**Data to use**
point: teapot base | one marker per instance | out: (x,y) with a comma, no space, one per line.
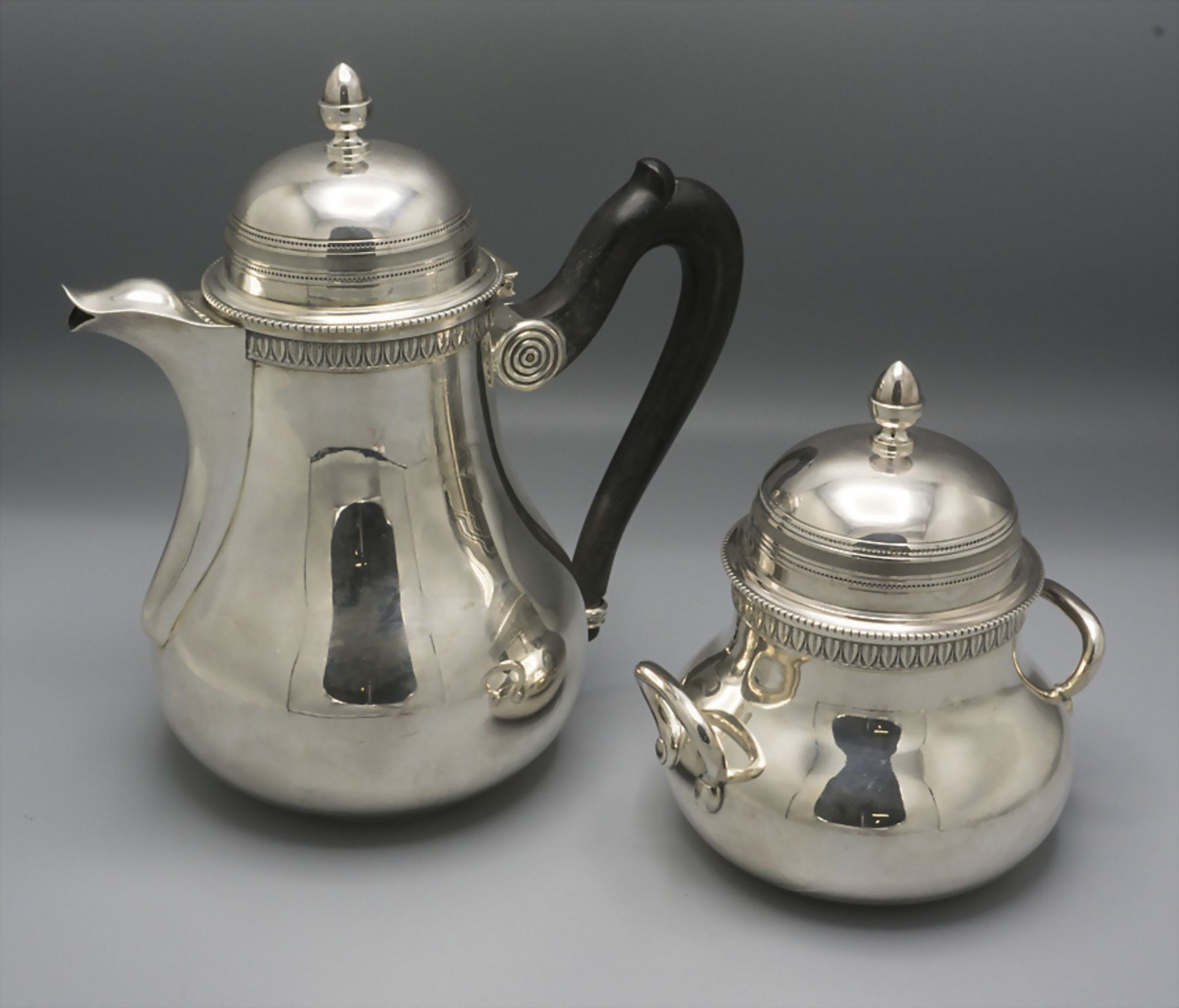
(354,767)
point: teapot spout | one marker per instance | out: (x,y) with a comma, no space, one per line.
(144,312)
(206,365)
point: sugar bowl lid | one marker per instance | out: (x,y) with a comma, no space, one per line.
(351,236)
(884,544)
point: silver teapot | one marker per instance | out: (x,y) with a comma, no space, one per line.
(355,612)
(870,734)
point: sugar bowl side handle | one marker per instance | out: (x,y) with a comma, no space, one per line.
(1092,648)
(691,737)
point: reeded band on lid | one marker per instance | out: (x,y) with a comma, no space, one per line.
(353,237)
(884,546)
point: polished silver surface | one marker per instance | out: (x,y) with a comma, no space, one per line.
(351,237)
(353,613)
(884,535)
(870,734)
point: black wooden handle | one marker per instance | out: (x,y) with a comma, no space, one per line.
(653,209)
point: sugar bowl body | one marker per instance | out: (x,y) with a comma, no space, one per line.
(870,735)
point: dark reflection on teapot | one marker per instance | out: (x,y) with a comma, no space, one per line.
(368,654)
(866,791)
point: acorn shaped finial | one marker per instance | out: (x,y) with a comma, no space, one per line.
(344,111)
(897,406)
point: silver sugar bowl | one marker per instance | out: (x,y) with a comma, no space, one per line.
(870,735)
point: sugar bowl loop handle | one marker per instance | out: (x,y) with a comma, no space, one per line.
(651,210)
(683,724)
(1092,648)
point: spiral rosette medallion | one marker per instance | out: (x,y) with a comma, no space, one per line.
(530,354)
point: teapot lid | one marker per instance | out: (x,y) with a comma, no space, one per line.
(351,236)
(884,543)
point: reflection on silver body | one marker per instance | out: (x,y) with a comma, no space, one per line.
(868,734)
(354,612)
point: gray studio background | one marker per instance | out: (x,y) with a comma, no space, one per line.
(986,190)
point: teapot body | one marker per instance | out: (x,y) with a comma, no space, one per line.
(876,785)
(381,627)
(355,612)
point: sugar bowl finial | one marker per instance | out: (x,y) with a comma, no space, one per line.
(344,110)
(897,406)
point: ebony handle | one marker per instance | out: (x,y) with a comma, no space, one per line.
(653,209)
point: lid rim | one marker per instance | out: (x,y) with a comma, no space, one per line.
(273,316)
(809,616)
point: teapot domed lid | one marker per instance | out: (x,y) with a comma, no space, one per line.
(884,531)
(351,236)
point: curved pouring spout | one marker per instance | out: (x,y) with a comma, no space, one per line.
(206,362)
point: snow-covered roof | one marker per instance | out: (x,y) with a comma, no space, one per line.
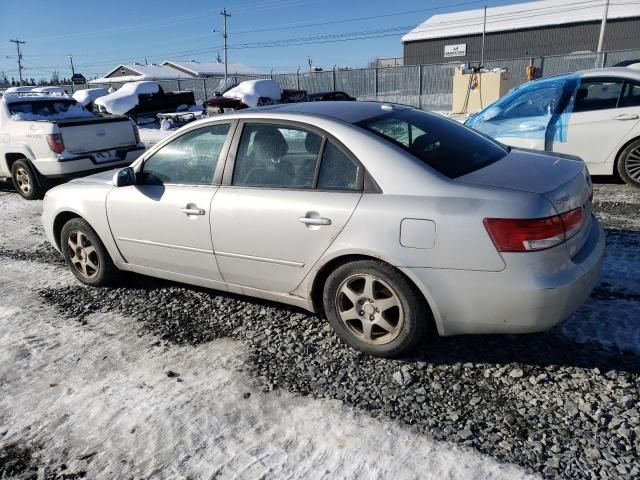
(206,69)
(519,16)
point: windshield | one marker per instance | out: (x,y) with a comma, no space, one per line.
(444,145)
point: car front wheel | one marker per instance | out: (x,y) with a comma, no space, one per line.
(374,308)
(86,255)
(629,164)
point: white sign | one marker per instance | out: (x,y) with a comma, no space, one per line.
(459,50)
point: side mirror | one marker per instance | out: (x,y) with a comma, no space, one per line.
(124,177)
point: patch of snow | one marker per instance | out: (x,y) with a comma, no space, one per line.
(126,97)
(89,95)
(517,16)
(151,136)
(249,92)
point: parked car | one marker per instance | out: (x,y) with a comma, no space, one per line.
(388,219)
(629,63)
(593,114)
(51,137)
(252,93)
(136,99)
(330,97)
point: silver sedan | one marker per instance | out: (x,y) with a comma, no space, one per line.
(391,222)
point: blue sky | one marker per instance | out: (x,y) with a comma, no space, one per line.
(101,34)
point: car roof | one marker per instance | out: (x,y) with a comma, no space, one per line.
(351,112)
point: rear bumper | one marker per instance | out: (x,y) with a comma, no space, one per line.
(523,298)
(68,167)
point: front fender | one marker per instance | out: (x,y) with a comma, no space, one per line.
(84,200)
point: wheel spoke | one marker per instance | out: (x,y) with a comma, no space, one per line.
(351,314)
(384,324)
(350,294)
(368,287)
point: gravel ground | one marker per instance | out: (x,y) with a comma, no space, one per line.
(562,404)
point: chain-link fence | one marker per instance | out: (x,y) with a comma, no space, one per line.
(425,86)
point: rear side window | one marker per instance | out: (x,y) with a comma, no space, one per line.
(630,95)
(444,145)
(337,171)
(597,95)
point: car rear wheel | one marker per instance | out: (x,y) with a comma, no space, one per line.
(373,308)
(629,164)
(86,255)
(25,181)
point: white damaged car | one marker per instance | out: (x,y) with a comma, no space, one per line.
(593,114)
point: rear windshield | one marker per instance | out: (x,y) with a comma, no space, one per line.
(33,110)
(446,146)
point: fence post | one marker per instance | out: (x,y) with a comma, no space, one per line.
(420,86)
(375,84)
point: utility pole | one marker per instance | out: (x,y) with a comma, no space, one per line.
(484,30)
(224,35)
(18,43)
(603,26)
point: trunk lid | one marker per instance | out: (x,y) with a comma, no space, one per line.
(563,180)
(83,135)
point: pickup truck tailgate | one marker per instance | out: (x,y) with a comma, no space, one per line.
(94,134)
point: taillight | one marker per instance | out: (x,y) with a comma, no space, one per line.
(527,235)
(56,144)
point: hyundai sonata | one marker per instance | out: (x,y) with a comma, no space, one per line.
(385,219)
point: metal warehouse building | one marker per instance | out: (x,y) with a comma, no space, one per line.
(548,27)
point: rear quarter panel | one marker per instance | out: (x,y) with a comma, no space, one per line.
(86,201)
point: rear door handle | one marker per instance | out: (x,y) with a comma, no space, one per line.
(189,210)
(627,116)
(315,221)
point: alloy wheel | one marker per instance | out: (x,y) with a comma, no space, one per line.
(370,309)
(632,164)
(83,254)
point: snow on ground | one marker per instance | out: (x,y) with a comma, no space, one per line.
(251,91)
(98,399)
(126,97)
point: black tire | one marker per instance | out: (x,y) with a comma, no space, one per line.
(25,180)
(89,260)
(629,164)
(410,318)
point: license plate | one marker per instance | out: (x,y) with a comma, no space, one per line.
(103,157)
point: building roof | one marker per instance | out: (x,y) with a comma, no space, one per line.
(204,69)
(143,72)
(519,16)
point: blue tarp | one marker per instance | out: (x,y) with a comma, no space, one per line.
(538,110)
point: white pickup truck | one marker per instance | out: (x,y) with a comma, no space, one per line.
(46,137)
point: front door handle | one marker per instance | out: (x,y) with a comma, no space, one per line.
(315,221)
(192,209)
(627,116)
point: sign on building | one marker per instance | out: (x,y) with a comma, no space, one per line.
...
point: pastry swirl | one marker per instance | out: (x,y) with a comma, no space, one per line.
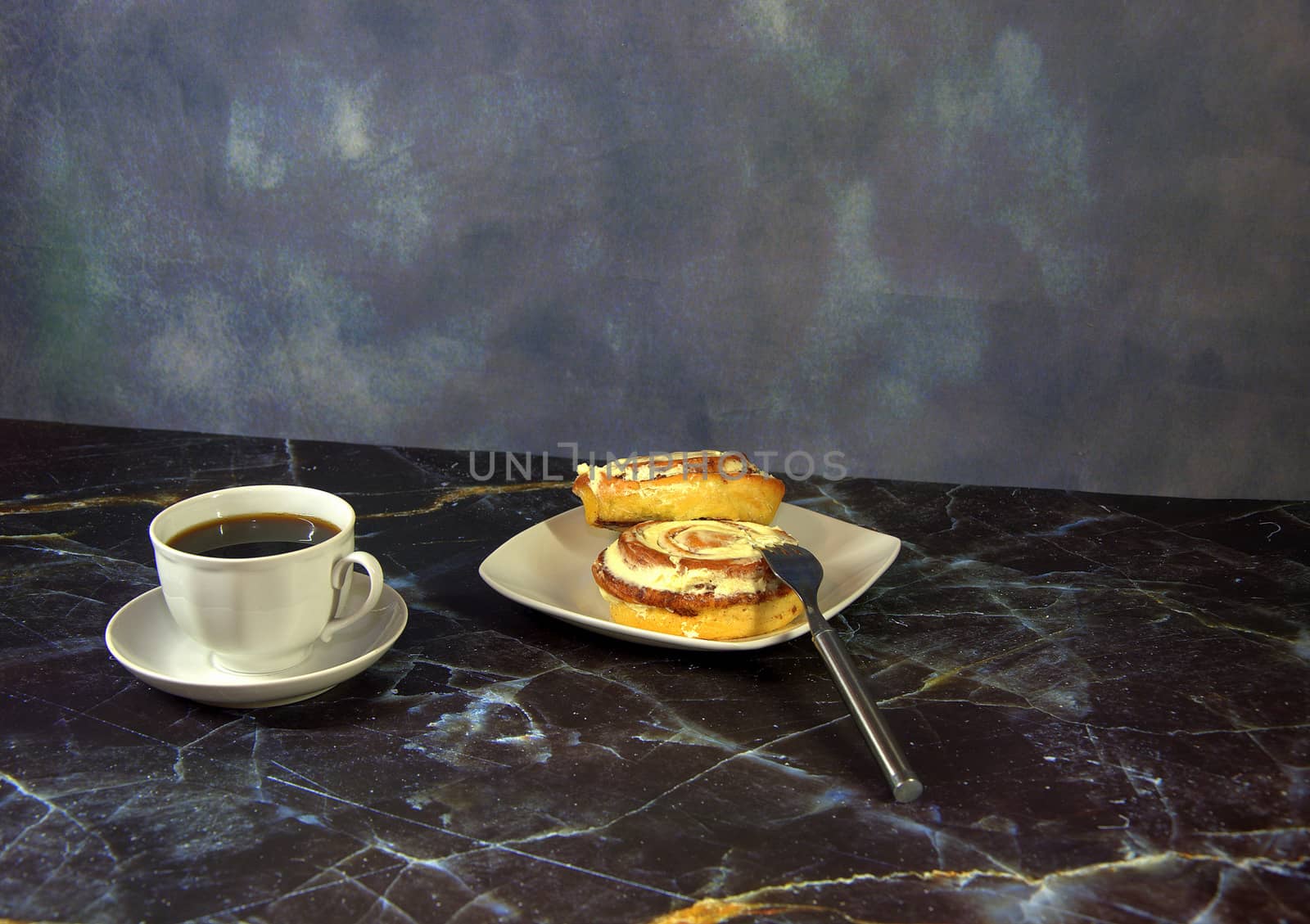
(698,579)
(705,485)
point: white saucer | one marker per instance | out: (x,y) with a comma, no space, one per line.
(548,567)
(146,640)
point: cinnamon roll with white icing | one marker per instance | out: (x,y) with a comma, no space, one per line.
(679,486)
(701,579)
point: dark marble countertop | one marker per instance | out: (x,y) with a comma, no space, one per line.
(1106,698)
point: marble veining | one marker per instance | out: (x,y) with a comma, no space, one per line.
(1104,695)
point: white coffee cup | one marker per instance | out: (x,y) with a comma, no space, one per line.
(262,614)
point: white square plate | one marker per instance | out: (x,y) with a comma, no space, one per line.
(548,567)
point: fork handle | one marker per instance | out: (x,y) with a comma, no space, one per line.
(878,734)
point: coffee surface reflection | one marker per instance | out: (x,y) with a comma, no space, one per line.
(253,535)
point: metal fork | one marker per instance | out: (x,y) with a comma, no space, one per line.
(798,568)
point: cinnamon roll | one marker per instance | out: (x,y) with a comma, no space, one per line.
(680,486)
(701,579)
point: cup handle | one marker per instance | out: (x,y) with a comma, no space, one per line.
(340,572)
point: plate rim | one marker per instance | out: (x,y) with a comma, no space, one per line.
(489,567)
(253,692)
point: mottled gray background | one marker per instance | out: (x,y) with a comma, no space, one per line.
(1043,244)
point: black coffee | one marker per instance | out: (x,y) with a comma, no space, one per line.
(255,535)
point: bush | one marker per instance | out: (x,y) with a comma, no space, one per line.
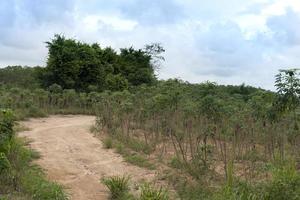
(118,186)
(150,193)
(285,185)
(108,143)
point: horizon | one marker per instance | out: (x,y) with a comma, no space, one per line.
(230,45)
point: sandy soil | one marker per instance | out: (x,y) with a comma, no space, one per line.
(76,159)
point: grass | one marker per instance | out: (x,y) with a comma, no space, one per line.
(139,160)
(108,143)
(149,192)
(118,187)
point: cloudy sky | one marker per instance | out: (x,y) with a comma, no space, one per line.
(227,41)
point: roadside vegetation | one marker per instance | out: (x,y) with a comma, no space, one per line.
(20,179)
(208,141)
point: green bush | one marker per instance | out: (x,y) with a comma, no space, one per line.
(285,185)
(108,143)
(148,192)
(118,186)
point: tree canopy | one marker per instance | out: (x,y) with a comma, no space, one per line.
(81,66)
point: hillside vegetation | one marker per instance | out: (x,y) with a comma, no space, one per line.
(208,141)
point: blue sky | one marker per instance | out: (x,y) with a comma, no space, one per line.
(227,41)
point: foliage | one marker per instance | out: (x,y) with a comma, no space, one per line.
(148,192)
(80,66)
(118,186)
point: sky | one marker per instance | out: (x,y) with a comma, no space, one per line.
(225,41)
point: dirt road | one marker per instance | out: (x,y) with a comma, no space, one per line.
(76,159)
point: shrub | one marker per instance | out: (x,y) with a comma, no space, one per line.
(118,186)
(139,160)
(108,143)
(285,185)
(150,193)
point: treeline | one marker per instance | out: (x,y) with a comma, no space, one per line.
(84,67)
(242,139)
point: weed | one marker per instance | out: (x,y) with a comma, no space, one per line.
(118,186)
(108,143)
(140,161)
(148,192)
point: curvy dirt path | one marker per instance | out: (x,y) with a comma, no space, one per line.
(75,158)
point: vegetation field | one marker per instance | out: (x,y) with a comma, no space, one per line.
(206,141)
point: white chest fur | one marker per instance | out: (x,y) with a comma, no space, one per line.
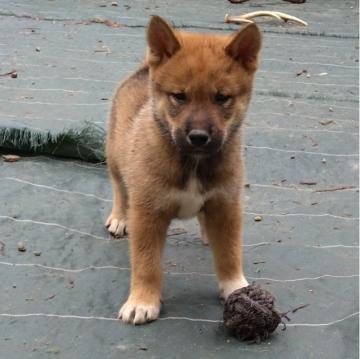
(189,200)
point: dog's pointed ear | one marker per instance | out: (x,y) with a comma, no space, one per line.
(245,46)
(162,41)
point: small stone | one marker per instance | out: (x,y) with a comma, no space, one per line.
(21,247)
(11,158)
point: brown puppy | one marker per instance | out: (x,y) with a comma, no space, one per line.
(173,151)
* * *
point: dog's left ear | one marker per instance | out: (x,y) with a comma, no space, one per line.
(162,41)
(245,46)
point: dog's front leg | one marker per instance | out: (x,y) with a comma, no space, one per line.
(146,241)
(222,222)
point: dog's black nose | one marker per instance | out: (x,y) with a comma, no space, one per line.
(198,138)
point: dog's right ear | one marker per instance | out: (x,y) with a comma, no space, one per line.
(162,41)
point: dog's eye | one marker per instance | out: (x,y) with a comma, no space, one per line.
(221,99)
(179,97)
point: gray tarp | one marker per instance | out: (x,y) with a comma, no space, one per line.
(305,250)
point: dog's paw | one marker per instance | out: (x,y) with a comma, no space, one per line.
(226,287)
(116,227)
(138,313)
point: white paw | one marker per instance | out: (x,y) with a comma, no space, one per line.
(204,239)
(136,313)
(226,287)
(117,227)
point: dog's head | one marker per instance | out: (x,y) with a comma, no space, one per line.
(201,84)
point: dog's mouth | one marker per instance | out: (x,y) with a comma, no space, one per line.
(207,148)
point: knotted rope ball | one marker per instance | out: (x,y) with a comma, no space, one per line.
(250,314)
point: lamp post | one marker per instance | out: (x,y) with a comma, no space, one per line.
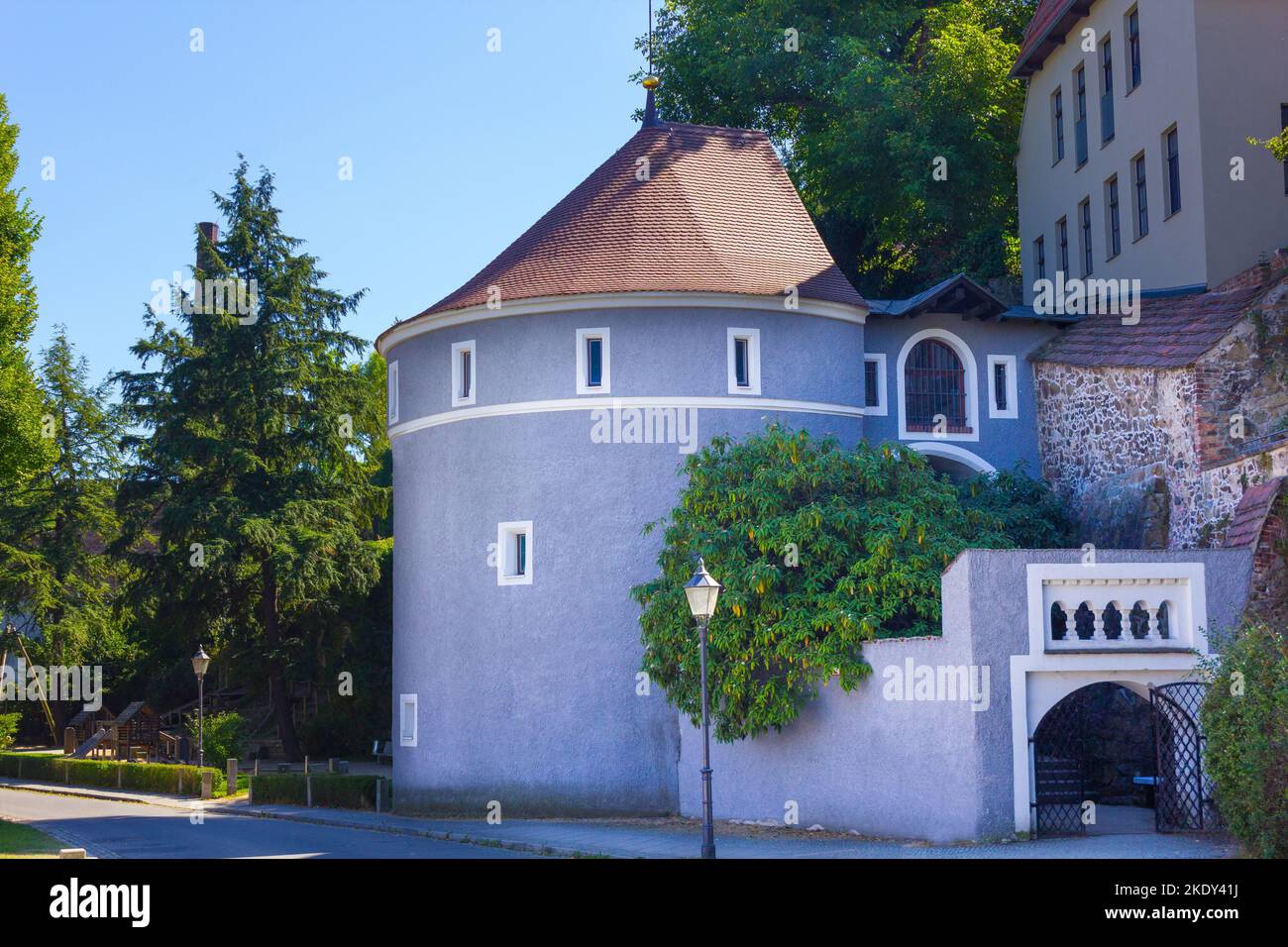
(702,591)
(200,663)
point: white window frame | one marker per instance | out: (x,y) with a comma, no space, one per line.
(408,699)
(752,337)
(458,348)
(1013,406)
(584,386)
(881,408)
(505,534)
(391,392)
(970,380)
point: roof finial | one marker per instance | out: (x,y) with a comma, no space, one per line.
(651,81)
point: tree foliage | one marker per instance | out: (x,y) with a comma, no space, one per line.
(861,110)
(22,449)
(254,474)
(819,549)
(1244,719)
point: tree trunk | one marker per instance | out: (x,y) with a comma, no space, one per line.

**Aim of the task**
Copy word for word the stretch of entries above from the line that has "point: white pickup" through the line that has "point: sign on", both ends included, and nothing outside it.

**Expected answer**
point: white pickup truck | one marker per instance | out: (x,y) with a comma, no space, one per line.
(46,137)
point: front door handle | one marker per instance | out: (x,y) with a comma, no space, one per line.
(315,221)
(192,209)
(627,116)
point: sign on building | one marker per instance | out: (x,y) with a comma, no space, one per line.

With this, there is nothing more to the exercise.